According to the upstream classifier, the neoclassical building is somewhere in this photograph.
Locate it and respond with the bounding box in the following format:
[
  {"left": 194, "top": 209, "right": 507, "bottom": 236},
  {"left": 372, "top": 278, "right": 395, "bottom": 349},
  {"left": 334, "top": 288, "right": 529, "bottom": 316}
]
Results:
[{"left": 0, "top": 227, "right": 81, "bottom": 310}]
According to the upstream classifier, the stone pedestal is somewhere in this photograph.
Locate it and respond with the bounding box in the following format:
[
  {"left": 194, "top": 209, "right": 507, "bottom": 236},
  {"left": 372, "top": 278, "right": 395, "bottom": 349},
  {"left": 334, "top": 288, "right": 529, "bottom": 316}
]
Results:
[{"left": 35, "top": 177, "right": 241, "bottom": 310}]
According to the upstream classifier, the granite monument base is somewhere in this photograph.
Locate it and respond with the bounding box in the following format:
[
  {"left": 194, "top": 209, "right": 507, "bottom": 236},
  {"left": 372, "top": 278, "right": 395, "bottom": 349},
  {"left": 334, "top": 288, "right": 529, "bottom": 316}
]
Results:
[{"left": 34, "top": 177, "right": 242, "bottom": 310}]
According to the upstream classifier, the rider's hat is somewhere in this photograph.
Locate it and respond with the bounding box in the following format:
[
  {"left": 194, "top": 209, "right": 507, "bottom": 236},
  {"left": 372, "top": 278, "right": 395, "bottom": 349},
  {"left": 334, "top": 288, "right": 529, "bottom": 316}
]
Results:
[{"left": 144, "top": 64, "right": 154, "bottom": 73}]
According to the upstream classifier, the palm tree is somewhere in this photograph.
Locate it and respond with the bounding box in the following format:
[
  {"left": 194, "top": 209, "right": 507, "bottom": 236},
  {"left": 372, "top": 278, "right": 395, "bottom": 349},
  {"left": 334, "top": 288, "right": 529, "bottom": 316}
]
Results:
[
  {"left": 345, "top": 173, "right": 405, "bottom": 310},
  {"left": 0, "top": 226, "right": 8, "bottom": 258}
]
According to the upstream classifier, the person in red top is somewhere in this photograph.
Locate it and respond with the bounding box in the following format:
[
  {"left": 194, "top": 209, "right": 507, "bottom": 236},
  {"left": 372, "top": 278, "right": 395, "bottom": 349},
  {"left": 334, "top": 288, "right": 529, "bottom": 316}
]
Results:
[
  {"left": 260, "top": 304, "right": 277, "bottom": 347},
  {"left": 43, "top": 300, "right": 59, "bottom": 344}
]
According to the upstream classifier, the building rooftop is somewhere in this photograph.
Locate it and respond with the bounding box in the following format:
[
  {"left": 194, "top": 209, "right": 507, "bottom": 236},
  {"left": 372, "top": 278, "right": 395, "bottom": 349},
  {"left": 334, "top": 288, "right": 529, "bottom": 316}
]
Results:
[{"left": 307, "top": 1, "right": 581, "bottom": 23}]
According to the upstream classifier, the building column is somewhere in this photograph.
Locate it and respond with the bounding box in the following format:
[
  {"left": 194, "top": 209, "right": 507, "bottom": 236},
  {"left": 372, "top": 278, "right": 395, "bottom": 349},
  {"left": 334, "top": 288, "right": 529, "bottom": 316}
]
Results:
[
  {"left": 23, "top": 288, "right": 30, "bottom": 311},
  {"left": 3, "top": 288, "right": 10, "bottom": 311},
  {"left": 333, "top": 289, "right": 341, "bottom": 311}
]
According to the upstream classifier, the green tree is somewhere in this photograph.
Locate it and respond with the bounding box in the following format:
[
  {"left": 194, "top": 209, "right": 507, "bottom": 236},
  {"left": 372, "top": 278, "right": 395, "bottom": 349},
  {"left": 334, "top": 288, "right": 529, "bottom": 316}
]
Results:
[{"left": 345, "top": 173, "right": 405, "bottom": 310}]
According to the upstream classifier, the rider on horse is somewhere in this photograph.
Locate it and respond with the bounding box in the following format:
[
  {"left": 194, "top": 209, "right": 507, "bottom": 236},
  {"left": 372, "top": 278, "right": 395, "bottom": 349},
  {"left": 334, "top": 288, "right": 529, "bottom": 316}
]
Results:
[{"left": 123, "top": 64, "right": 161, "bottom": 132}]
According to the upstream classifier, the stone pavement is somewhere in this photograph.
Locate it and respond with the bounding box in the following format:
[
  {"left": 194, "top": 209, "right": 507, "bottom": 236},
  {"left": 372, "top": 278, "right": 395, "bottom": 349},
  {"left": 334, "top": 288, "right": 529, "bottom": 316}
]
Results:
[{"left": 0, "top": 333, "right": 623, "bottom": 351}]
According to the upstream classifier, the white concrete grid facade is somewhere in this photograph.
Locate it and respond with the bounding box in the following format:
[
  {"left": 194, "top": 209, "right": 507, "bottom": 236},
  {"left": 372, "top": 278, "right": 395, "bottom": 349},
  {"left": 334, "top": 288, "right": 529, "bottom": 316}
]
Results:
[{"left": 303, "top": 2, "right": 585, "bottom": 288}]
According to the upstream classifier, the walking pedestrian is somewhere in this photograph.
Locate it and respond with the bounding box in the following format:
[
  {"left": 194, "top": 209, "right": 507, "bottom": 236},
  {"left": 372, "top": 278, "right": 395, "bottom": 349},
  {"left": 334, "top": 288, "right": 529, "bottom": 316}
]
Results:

┄┄┄┄┄┄┄┄┄┄

Exercise prompt = Lines of the material in which the word "rider" occurs are to be copied out.

Task output =
According to the upstream classifier, the rider's hat is somewhere in this photograph.
According to the upstream classifier, the rider on horse is somewhere in this photograph.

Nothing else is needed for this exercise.